:: ПРЕДЛОЖЕННЫЙ ОТРЫВОК ::
##############################

Через два дневных перехода, за которые мы прошли через город Грауденц и одноименную крепость, 28 декабря мы прибыли в город и крепость Торунь на правом берегу Вислы. Однако и здесь нам не суждено было остаться — к нашему величайшему удовольствию, ибо мы не имели ни малейшей охоты выдерживать осаду, которая, очевидно, предстояла, но стремились назад в отечество. После однодневного отдыха мы снова покинули Торунь и отправились далее в отстоявший в 10 часах пути Иноврацлав, городок в герцогстве Варшавском, где собирались возвращавшиеся из похода вюртембержцы.

##############################

:: ЗАДАНИЕ A ::
Выпишите из отрывка о пути через Торунь все географические названия в начальной форме.

:: ИЗВЛЕЧЁННЫЕ ЗАПИСИ ::
##############################

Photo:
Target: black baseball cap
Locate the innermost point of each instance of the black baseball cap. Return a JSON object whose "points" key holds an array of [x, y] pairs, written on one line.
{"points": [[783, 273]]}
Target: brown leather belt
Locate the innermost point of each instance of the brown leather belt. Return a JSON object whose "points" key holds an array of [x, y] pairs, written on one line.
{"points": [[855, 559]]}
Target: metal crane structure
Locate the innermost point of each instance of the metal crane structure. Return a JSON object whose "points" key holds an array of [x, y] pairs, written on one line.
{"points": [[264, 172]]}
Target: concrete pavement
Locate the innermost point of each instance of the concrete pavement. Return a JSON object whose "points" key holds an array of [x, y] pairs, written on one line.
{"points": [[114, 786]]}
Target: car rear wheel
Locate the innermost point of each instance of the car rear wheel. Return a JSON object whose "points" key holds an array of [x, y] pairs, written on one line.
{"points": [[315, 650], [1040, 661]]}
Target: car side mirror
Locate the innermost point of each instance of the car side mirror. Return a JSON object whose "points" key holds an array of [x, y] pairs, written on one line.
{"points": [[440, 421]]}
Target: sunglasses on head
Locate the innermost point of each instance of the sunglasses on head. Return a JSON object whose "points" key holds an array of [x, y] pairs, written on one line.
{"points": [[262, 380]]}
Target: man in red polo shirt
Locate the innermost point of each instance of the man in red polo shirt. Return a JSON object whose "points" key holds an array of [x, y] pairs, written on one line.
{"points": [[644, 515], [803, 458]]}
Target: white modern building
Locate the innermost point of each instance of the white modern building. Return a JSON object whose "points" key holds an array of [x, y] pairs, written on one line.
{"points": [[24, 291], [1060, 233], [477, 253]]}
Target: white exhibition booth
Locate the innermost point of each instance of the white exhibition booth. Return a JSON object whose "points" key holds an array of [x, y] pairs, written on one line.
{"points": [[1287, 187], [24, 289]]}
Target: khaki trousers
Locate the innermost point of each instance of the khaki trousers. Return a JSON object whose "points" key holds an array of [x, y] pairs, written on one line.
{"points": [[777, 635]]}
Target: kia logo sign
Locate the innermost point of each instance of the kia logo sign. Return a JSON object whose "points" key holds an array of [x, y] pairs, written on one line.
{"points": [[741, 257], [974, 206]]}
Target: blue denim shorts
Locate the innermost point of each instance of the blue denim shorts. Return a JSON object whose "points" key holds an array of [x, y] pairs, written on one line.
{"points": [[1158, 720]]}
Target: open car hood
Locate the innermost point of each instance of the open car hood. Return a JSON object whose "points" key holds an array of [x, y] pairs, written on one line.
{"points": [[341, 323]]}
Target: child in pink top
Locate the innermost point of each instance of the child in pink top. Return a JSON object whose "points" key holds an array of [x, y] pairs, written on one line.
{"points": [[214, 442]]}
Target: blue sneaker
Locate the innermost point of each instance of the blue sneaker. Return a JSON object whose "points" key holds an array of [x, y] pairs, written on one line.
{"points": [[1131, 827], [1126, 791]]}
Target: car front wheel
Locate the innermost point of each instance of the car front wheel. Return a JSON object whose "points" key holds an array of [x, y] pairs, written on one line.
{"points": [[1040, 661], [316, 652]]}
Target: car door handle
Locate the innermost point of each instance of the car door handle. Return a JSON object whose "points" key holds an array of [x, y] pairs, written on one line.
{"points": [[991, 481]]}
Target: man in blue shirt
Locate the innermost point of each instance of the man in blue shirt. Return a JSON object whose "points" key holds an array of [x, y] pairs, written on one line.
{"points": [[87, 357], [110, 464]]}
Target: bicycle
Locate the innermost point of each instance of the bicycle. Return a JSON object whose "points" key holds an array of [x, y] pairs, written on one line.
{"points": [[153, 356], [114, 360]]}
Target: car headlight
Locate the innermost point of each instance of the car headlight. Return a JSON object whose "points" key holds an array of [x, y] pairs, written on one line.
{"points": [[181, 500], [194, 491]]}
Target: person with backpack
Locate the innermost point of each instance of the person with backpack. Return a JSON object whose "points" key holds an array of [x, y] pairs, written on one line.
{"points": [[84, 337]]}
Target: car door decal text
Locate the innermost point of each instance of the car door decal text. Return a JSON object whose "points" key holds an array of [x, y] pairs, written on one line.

##############################

:: ЗАДАНИЕ B ::
Посчитайте, в скольких строках записей встречается слово «logo». В ответе дайте только число.

:: РЕШЕНИЕ ЗАДАЧИ A ::
Грауденц, Торунь, Висла, Иноврацлав, герцогство Варшавское

:: РЕШЕНИЕ ЗАДАЧИ B ::
2